[Rows from a dataset]
+===+

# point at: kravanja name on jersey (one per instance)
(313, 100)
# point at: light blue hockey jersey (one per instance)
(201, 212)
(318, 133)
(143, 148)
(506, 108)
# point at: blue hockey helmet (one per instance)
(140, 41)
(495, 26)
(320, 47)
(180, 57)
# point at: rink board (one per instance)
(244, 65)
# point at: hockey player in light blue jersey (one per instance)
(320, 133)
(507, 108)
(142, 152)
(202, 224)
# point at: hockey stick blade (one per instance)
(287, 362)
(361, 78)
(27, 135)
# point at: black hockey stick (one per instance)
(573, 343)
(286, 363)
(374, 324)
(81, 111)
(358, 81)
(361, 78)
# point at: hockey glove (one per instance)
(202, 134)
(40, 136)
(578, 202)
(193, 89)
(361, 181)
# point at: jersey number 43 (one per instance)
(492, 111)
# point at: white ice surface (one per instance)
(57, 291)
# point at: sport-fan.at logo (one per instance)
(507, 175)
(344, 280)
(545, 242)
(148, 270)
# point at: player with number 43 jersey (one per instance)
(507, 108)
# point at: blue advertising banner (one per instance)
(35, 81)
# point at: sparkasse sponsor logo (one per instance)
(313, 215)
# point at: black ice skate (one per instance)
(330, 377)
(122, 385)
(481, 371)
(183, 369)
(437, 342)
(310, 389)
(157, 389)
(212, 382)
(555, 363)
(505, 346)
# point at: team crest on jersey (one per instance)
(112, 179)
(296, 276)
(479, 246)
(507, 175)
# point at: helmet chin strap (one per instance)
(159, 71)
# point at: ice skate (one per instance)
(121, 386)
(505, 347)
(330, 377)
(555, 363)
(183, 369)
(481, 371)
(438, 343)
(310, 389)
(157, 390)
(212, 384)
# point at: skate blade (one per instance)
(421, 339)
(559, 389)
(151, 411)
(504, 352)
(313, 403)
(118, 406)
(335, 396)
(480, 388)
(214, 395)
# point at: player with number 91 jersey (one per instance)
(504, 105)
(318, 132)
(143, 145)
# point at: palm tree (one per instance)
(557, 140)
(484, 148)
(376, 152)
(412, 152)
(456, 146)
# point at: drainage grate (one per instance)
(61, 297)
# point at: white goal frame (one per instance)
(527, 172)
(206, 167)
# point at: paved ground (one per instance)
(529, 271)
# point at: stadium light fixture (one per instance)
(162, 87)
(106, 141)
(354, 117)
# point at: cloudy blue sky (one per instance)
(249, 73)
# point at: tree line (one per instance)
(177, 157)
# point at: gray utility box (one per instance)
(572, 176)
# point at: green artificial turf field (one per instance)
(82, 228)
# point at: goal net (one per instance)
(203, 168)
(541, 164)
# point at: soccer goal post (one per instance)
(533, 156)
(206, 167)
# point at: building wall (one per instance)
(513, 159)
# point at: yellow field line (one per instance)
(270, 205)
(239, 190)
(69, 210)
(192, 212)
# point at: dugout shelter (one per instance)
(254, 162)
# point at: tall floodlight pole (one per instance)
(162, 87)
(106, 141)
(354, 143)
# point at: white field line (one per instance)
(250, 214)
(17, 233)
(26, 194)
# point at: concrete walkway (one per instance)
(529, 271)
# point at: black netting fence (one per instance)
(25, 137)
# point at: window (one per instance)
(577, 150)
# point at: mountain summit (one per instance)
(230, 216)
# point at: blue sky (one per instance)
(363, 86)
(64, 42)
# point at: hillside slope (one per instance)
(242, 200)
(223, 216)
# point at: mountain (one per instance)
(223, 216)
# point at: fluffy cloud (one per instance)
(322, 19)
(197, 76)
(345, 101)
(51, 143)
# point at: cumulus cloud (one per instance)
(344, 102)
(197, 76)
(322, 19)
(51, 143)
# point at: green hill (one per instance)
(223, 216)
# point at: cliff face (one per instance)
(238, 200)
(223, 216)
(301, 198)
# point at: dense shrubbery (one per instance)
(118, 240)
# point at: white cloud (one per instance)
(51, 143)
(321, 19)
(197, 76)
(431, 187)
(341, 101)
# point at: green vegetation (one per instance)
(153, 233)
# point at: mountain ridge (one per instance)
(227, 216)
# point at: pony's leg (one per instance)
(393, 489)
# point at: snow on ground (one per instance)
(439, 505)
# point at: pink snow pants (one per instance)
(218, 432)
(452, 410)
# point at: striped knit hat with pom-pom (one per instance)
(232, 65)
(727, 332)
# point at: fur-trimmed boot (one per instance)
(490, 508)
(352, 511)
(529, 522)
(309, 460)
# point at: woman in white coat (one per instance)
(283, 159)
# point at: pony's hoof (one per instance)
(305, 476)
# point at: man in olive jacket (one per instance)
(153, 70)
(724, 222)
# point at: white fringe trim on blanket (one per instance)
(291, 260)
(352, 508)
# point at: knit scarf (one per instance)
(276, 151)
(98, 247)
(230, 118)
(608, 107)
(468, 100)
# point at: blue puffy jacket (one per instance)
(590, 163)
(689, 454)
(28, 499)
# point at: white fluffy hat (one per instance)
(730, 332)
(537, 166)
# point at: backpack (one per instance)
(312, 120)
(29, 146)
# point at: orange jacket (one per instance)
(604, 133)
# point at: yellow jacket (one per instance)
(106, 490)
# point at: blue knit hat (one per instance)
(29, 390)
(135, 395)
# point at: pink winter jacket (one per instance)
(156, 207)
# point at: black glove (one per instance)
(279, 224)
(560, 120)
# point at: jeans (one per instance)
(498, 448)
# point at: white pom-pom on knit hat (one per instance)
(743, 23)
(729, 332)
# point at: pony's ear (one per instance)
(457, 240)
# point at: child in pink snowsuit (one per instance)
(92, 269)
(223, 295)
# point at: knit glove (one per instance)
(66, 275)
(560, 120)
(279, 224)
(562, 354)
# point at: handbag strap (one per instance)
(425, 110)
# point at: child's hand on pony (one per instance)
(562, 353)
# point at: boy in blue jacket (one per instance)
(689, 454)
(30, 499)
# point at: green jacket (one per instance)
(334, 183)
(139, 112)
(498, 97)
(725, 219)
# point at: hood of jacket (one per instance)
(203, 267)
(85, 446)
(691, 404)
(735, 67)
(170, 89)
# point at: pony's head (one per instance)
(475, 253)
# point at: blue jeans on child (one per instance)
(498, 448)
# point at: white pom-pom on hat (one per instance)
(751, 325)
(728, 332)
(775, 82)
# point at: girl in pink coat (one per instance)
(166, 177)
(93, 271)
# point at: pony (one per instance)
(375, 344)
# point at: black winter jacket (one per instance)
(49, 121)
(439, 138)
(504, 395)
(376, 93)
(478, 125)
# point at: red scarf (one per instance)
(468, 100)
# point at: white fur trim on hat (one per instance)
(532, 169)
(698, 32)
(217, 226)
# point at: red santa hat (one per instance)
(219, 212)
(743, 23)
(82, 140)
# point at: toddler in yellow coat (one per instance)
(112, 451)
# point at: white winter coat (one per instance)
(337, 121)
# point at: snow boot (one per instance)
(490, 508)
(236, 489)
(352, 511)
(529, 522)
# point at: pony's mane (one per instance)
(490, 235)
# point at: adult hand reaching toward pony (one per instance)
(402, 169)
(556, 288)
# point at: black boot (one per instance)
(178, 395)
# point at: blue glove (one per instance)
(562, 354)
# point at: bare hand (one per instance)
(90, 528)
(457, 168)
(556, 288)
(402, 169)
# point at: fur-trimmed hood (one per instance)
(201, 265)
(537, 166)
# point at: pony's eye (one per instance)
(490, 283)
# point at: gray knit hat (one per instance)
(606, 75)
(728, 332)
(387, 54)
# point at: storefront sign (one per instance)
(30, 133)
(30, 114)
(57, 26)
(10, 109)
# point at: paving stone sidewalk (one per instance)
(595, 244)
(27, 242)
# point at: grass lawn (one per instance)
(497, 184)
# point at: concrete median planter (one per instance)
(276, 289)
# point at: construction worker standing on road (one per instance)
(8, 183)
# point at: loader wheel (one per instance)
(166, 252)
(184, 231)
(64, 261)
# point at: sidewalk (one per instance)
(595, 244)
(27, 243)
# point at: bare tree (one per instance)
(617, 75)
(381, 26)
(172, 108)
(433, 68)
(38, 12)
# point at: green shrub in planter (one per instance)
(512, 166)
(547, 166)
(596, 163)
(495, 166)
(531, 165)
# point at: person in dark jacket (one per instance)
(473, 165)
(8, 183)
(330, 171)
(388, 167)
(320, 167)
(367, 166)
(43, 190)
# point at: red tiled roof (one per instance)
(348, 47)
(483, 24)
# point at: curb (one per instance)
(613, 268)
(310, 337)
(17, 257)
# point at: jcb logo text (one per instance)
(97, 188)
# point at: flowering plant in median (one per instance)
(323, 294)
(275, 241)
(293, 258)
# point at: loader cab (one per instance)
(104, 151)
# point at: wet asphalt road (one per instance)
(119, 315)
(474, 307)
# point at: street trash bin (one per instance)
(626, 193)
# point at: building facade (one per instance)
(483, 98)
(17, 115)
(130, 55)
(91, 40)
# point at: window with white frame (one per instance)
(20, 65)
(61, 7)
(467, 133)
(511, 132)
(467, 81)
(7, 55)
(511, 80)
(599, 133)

+===+

Starting at the line that contains "# point at: green shrub" and continuing through the end of the records, write out every line again, including the lines that begin with "# point at:", and shift each coordinate by adding 62 to both of its values.

# point at: green shrub in planter (one per instance)
(574, 228)
(609, 228)
(658, 225)
(557, 228)
(593, 227)
# point at: person in dark jacket (one per instance)
(535, 227)
(70, 245)
(392, 233)
(450, 229)
(382, 229)
(429, 228)
(105, 252)
# point at: red tiled roof (one per instance)
(410, 109)
(545, 86)
# point at: curb (one per instance)
(675, 330)
(372, 399)
(79, 319)
# point at: jcb logo text (one per instance)
(159, 250)
# point at: flowering plant in median (one per instance)
(385, 356)
(337, 303)
(355, 320)
# point at: loader cab (one per instance)
(166, 213)
# point at: wet asphalt road (one per instance)
(181, 377)
(536, 369)
# point at: street trash bin (one per instance)
(688, 255)
# point at: building facade (one per instance)
(545, 160)
(79, 177)
(192, 117)
(153, 102)
# point at: window with white frame (one per instance)
(82, 127)
(123, 69)
(529, 195)
(573, 194)
(529, 143)
(69, 117)
(573, 142)
(661, 195)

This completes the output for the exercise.